- **Written task**
Could you reproduce the passage on rare top quark decays word for word?

- **Excerpt provided**
▽
In the SM, these decays are suppressed as a result of Glashow-Iliopoulos-
Miaiani (GIM) mechanism \cite{Glashow}. The branching ratios ($BR$) of the 
decays $t\rightarrow c g(\gamma, Z)$ have been predicted in the SM as 
$4 \times 10^{-11}\, (5 \times 10^{-13},\, 1.3 \times 10^{-13}\,)$ in 
\cite{Eilam}. $t\rightarrow c H^0$, which can give strong clues about the 
nature of electroweak symmetry breaking, has been calculated at the order 
of the magnitude of $10^{-14}-10^{-13}$ in the SM, in \cite{Mele}. These 
are small rates for the measurement, even at the highest luminosity 
accelerators and therefore, there is a need to analyse these rare decays in 
a new physics beyond the SM.
△
- **Information given**
▽
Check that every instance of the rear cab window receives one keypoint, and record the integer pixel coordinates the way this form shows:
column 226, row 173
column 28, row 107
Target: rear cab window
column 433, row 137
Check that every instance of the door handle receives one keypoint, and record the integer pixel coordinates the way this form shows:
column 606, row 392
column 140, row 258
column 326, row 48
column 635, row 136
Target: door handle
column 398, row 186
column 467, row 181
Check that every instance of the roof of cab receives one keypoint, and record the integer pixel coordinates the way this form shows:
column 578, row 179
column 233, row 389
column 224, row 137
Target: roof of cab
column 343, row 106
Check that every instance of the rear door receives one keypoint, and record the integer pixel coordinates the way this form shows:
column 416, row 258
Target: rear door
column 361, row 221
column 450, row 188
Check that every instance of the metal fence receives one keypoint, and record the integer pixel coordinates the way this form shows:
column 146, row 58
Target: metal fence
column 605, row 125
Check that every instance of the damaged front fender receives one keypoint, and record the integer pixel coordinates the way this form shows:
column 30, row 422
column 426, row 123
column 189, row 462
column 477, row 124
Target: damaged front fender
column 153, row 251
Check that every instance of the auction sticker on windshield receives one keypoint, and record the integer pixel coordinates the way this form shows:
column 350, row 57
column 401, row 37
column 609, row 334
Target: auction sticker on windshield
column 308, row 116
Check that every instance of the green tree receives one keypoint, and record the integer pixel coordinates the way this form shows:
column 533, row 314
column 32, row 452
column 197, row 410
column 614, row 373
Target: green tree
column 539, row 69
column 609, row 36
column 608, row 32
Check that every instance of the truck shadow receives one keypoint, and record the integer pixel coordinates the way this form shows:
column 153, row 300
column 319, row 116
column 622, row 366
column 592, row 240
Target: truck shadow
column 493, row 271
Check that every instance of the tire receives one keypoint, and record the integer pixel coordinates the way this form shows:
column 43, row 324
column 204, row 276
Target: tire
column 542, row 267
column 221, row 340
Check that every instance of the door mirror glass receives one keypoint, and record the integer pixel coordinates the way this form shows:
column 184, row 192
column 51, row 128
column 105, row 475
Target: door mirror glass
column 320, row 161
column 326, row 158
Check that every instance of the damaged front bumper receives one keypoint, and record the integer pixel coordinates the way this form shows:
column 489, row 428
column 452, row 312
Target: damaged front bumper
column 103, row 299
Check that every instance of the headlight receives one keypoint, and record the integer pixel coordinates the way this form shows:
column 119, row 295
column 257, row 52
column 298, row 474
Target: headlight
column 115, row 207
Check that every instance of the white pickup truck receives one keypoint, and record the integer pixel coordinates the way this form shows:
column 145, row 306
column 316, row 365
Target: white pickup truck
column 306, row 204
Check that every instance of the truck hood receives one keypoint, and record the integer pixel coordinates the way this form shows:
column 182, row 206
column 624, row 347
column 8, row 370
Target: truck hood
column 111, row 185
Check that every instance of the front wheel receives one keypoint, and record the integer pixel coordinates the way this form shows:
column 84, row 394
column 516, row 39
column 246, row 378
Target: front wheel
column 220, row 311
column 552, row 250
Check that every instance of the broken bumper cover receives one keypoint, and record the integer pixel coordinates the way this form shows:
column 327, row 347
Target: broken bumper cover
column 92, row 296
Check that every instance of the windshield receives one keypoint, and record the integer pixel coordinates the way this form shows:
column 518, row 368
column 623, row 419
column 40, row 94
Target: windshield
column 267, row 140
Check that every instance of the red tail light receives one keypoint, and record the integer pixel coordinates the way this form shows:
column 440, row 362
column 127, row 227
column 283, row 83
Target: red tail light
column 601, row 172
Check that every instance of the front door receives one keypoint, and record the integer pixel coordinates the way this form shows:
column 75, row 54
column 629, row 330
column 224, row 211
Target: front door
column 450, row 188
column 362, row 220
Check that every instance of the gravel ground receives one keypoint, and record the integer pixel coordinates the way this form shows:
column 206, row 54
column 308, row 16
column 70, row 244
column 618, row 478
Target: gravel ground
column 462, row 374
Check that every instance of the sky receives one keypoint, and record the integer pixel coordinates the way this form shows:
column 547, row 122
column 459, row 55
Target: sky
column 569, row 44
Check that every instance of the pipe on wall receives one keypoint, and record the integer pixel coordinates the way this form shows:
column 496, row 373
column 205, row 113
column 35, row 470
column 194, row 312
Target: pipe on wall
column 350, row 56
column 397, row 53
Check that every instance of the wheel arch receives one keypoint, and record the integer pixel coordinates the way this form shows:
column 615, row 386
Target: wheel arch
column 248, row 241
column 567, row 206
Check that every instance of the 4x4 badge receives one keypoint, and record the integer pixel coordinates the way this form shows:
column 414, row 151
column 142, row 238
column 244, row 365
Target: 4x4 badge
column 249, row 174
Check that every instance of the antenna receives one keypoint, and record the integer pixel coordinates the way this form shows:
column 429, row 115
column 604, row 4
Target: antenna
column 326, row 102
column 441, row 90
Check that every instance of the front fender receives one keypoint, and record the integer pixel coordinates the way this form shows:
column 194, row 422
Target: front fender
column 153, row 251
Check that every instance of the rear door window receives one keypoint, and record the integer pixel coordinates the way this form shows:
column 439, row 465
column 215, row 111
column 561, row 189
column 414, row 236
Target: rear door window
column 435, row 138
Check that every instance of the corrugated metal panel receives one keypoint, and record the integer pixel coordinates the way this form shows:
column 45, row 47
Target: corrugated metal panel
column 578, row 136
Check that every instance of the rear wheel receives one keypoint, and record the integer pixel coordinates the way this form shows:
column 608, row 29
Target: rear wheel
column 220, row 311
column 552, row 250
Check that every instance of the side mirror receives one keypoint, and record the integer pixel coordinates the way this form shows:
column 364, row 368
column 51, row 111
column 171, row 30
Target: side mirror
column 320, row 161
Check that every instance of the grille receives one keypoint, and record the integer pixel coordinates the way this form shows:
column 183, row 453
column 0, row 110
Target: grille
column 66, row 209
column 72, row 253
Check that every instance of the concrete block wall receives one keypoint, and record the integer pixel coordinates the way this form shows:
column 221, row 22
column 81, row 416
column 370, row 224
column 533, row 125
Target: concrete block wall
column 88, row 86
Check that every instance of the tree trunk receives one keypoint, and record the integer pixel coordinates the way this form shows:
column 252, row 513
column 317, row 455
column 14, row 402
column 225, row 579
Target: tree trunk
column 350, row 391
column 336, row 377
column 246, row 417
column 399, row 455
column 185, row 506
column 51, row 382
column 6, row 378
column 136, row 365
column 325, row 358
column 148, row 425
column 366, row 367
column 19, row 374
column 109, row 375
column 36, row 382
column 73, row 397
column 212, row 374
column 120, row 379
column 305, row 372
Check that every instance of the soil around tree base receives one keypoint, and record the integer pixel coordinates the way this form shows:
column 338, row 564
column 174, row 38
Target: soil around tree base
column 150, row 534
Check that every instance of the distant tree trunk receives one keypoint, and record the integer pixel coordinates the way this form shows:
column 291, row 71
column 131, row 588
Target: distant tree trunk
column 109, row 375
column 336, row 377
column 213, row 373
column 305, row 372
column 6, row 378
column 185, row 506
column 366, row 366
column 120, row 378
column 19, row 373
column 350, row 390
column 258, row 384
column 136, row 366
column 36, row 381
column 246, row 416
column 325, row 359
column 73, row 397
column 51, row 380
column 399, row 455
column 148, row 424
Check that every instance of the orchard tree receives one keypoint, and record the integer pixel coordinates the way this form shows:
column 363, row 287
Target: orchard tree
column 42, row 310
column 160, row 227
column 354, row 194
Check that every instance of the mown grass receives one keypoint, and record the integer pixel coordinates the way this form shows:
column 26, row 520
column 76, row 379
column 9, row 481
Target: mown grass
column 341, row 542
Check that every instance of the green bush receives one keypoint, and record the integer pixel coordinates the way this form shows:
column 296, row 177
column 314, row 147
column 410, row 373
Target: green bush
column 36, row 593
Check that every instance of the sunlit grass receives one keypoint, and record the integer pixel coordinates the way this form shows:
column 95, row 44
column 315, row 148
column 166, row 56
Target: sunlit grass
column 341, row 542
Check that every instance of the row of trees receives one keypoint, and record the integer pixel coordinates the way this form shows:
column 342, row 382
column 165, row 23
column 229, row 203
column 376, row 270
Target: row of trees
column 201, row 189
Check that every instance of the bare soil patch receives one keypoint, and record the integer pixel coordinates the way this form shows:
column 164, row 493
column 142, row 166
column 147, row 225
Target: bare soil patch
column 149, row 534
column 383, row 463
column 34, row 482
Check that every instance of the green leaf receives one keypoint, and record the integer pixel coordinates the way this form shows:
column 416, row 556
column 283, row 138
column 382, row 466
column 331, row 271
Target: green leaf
△
- **Answer to this task**
In the SM, these decays are suppressed as a result of Glashow-Iliopoulos-
Miaiani (GIM) mechanism \cite{Glashow}. The branching ratios ($BR$) of the 
decays $t\rightarrow c g(\gamma, Z)$ have been predicted in the SM as 
$4 \times 10^{-11}\, (5 \times 10^{-13},\, 1.3 \times 10^{-13}\,)$ in 
\cite{Eilam}. $t\rightarrow c H^0$, which can give strong clues about the 
nature of electroweak symmetry breaking, has been calculated at the order 
of the magnitude of $10^{-14}-10^{-13}$ in the SM, in \cite{Mele}. These 
are small rates for the measurement, even at the highest luminosity 
accelerators and therefore, there is a need to analyse these rare decays in 
a new physics beyond the SM.